Jul
2012

How “The Dick Van Dyke Show” gave me social anxiety disorder

I often avoid parties. The thought of going to a party gives me a touch of anxiety. Will people like me outside of work? Will I have anything other than Doctor Who to talk about? Will I know everyone there? What do I do if I don’t know everyone? How on earth will I hear everyone over the music? You know, absurd questions like these race through my head. Luckily, I bring the Mrs. and all is okay. At the very least, my significant other never leaves me alone to publicly humiliate myself, and when I do she covers nicely for me. The drive home usually consists of her telling me it’s not as bad as it felt at the time.

I was invited to two parties this past weekend. While work kept me away from both, I started wondering why I get so anxious at the very idea of going to parties.

As a kid, reruns of The Dick Van Dyke Show were appointment television for me. Nick At Night ran them all the time. Between the ages of 10 and 13, I though Dick Van Dyke was the funniest person on the face of the planet. It’s a credit to how well the show holds up that I was clueless as to how old the show was.

__Tasks__.
A: Reproduce the portion of the blog post about The Dick Van Dyke Show starting with "I was invited" and going on through "going to parties.".
B: For the blog post about The Dick Van Dyke Show, state whether each statement agrees with it, answering yes or no and quoting the deciding words: (i) The writer attended both parties last weekend. (ii) The writer's significant other does not leave the writer alone at parties. (iii) Nick At Night aired the show often.
C: Carry on writing the blog post about The Dick Van Dyke Show and party anxiety, picking up after its final sentence.

__Data segment__.
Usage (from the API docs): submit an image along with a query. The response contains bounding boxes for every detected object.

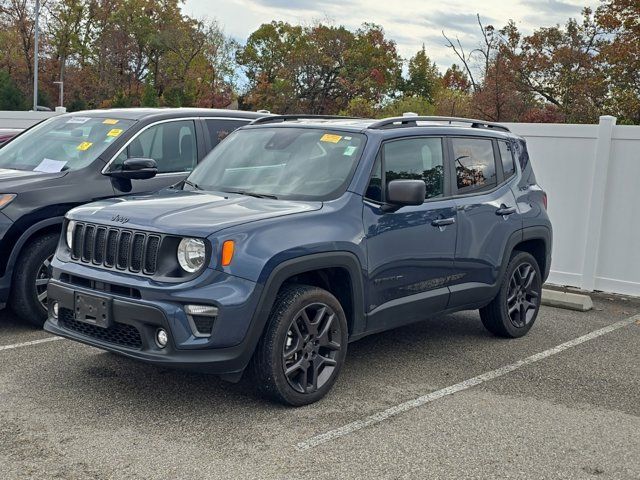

__Results__.
A:
I was invited to two parties this past weekend. While work kept me away from both, I started wondering why I get so anxious at the very idea of going to parties.

B:
(i) No: "While work kept me away from both"
(ii) Yes: "my significant other never leaves me alone to publicly humiliate myself"
(iii) Yes: "Nick At Night ran them all the time."

C:
Dick Van Dyke played Rob Petrie, the head writer of The Alan Brady Show, a comedy hour style show that was based on Sid Caesar’s Show of Shows. We never really got to see the show within the show, which was fine by me. Rob and Laura were the real stars anyway.

They often would host the most amazing parties. With the usual furniture set cast aside, the living room floor because center stage for anyone who came to their event (mostly Rob’s co-workers). Obviously everyone would be drunk, but we (the viewing audience) never knew that. Rob would sing, Laura would dance, Buddy would play the cello (plus tell a few jokes) and Rose Marie would belt out a tune in her smoky voice. Everyone seemed to be a performer.


When Rob’s brother came by he was always encouraged to perform, but he would always get very nervous and go to bed (how anyone could sleep during these parties is a mystery). He would come out some time later and be the most wild guy on the living room floor. The character suffered from a kind of sleepwalking that caused him to call everyone “Buford” while he played his banjo and sang.

As I grew up, every sitcom that followed seemed to show every lead character needed to perform at the parties they went to. The worst was The Mary Tyler Moore Show. Mary Richards was cursed at having the worst parties in the history of her work place.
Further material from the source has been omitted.